◆ **Assigned task**
Drop every picture. Then return, exactly, the lines from the beginning of the listing below through the one containing "Target: rocky riverbed".

*** Opening Data ***

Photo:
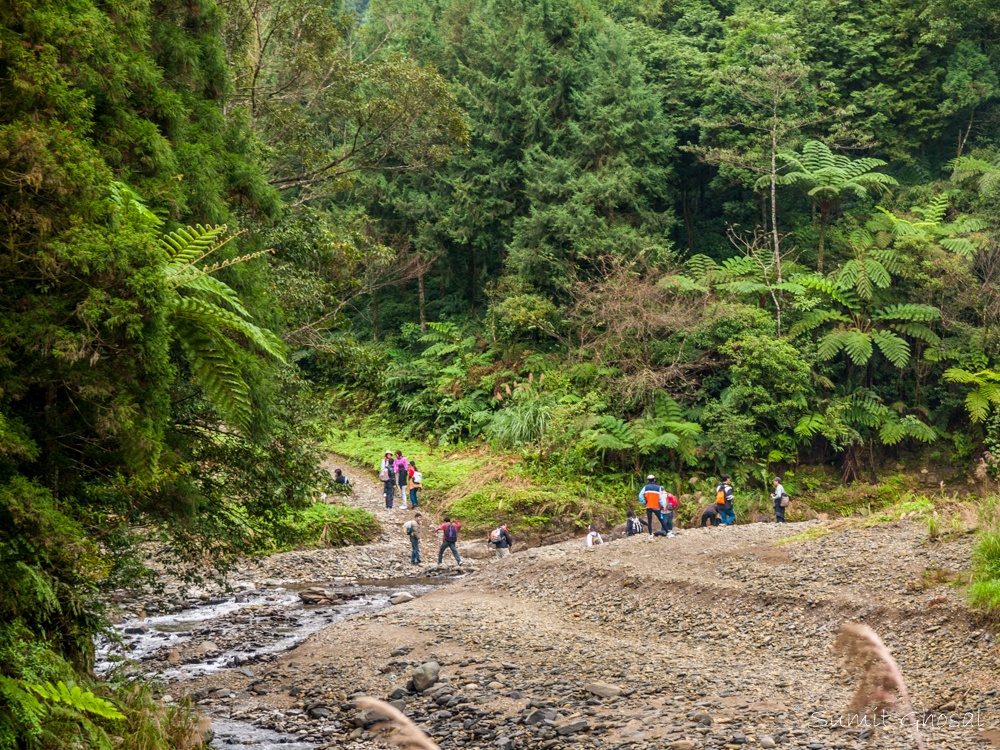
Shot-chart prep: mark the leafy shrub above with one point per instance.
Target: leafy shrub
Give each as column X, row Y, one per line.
column 326, row 525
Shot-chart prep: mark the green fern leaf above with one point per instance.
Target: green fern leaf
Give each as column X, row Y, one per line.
column 894, row 348
column 858, row 346
column 814, row 319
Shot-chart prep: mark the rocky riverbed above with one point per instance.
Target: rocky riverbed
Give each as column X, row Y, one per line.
column 715, row 639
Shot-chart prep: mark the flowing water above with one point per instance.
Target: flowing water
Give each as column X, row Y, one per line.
column 257, row 626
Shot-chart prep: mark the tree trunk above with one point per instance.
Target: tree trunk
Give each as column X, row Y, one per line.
column 774, row 194
column 688, row 222
column 423, row 303
column 473, row 279
column 823, row 213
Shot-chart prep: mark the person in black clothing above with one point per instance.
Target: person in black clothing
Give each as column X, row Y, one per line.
column 710, row 515
column 504, row 542
column 633, row 524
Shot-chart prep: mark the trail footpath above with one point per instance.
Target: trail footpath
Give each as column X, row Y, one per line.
column 718, row 638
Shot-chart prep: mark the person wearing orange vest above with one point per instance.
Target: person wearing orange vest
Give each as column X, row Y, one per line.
column 654, row 497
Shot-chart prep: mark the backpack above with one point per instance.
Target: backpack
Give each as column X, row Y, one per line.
column 651, row 499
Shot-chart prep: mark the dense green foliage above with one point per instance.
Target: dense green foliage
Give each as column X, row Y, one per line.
column 606, row 236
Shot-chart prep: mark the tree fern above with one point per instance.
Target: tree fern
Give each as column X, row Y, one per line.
column 203, row 328
column 75, row 698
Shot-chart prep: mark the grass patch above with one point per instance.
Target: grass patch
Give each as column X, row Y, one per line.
column 325, row 525
column 482, row 487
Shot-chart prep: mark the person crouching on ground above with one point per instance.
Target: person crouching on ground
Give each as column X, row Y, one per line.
column 633, row 524
column 449, row 536
column 504, row 542
column 593, row 538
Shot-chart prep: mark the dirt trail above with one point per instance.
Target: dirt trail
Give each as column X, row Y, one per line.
column 716, row 639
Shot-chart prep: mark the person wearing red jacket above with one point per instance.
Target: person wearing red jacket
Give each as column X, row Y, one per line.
column 449, row 536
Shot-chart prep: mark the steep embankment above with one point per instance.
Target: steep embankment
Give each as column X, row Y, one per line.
column 715, row 639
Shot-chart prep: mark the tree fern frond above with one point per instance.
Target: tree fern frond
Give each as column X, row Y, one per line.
column 907, row 312
column 191, row 244
column 213, row 316
column 812, row 320
column 214, row 361
column 894, row 348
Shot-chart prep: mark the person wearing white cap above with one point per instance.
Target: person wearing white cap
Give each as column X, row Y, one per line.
column 654, row 497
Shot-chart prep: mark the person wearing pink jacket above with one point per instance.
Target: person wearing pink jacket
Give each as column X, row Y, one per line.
column 400, row 467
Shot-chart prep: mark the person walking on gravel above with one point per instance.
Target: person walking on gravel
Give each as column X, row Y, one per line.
column 653, row 496
column 388, row 476
column 724, row 499
column 414, row 483
column 401, row 468
column 449, row 536
column 781, row 500
column 710, row 515
column 413, row 529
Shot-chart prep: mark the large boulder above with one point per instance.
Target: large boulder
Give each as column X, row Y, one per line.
column 473, row 550
column 426, row 675
column 603, row 689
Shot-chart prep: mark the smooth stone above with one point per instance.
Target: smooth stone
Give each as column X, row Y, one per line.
column 426, row 675
column 603, row 689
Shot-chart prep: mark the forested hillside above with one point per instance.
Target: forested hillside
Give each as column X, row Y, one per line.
column 604, row 237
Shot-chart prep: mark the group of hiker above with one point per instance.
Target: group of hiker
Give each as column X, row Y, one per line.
column 660, row 504
column 401, row 476
column 398, row 473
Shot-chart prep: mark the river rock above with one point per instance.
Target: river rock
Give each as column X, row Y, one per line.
column 603, row 689
column 572, row 728
column 426, row 675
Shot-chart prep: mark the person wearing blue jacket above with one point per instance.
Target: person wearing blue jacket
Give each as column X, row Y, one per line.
column 654, row 497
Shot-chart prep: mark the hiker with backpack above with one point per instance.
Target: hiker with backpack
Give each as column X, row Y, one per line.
column 667, row 514
column 653, row 496
column 412, row 529
column 781, row 500
column 633, row 524
column 414, row 482
column 388, row 477
column 710, row 515
column 400, row 467
column 501, row 539
column 449, row 537
column 724, row 499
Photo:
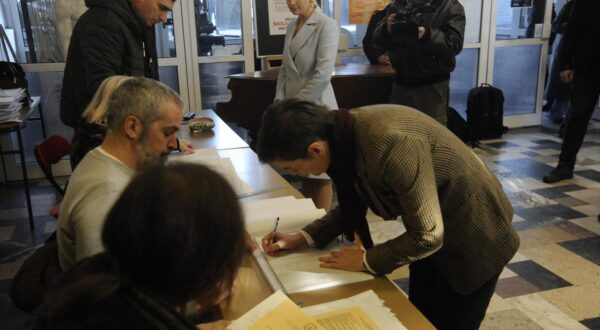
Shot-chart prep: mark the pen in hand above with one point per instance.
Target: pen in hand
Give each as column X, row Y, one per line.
column 274, row 230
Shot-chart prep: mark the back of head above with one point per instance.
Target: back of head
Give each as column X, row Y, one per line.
column 139, row 97
column 177, row 232
column 96, row 111
column 289, row 127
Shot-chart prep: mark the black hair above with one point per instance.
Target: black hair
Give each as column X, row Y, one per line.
column 289, row 126
column 177, row 231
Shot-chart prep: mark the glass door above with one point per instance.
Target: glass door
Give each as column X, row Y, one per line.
column 203, row 42
column 517, row 57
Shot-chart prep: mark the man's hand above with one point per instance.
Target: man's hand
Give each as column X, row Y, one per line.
column 567, row 75
column 384, row 59
column 421, row 32
column 348, row 258
column 389, row 21
column 273, row 243
column 249, row 242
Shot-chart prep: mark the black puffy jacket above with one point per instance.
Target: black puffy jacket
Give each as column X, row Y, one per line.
column 431, row 58
column 107, row 40
column 580, row 46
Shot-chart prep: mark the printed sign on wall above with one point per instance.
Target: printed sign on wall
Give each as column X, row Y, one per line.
column 360, row 11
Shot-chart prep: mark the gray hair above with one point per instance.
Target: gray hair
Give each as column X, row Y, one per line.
column 140, row 97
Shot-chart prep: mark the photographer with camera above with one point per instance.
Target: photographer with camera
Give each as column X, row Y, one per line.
column 423, row 38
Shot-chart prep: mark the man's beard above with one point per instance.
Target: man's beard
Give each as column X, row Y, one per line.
column 146, row 155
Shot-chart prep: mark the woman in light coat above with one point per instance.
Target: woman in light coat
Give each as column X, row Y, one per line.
column 309, row 53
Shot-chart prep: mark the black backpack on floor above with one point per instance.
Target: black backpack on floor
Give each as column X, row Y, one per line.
column 485, row 112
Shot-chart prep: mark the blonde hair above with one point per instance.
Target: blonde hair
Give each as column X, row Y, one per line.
column 97, row 110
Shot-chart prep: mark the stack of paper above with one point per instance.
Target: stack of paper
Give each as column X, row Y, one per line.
column 361, row 312
column 10, row 104
column 211, row 159
column 292, row 213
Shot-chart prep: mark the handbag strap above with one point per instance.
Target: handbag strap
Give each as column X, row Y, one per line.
column 5, row 42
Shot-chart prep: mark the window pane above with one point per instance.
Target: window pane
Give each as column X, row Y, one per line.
column 218, row 27
column 355, row 32
column 473, row 17
column 516, row 74
column 168, row 76
column 519, row 22
column 165, row 38
column 463, row 79
column 32, row 31
column 326, row 6
column 213, row 82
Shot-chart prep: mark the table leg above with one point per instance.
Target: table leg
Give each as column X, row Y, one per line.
column 42, row 119
column 25, row 179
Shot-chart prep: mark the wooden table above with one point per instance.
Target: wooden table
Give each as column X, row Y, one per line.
column 17, row 127
column 251, row 286
column 354, row 85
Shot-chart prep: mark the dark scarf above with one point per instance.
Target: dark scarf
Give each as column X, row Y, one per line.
column 343, row 173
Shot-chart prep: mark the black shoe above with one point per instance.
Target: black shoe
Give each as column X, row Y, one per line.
column 558, row 174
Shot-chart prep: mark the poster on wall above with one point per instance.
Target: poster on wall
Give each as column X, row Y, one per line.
column 360, row 11
column 520, row 3
column 279, row 17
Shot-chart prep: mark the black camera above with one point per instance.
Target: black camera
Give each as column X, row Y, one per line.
column 405, row 26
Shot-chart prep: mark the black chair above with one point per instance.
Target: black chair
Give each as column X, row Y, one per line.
column 49, row 152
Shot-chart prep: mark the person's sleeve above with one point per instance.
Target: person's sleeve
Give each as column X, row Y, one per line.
column 381, row 36
column 560, row 23
column 102, row 47
column 568, row 44
column 371, row 51
column 326, row 53
column 88, row 220
column 412, row 180
column 447, row 41
column 281, row 79
column 326, row 229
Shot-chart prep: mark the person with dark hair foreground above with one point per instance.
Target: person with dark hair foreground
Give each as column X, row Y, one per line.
column 399, row 162
column 160, row 253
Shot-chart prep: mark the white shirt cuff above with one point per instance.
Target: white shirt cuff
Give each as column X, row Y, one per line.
column 309, row 240
column 366, row 264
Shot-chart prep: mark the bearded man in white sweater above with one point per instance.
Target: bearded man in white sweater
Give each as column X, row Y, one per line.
column 143, row 119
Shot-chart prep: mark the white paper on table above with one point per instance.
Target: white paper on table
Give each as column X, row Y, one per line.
column 368, row 301
column 260, row 215
column 224, row 166
column 300, row 271
column 258, row 311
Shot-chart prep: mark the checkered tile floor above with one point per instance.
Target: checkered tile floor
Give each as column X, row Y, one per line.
column 552, row 283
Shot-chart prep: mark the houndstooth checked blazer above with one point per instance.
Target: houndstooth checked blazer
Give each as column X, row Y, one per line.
column 453, row 207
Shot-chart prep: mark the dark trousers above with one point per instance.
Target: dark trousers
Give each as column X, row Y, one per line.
column 441, row 304
column 586, row 88
column 431, row 99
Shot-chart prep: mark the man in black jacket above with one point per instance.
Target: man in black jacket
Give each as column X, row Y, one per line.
column 579, row 60
column 113, row 37
column 423, row 38
column 375, row 54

*** Closing Data ***

◆ **Answer space**
Photo:
Shot-chart prep: mark the leafy shrub above with one point per instance.
Target: leafy shrub
Give each as column X, row Y, one per line.
column 326, row 525
Shot-chart prep: mark the green fern leaf above with one point per instance.
Target: green fern leaf
Give each as column X, row Y, one per line.
column 894, row 348
column 858, row 346
column 814, row 319
Shot-chart prep: mark the rocky riverbed above with one point per instance.
Target: rocky riverbed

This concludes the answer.